> [Directive] Copy every line of the data below without changing anything, but leave the pictures out of your copy.

[Lines of data]
——————————

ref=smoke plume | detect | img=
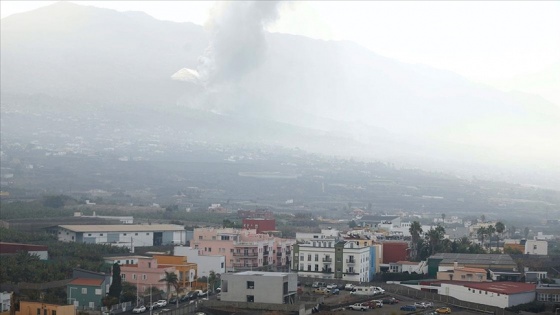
[172,1,281,111]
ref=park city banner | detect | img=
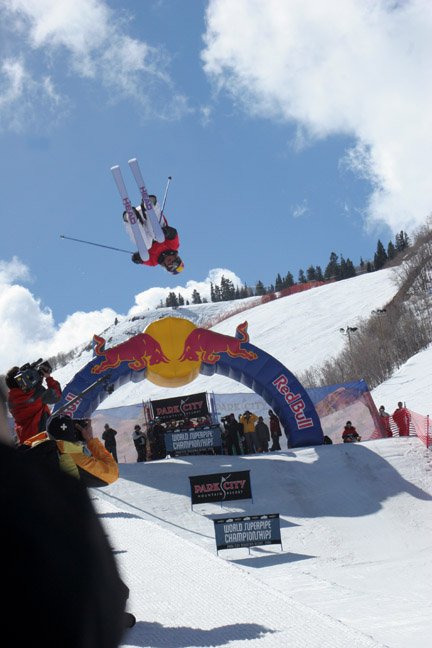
[213,513,282,551]
[164,425,222,455]
[189,470,252,504]
[150,392,209,421]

——————————

> [Solution for this problem]
ref=smoke plume | detect | img=
[172,1,281,111]
ref=park city banner | detect | img=
[213,513,282,551]
[164,425,222,455]
[189,470,252,504]
[150,392,209,421]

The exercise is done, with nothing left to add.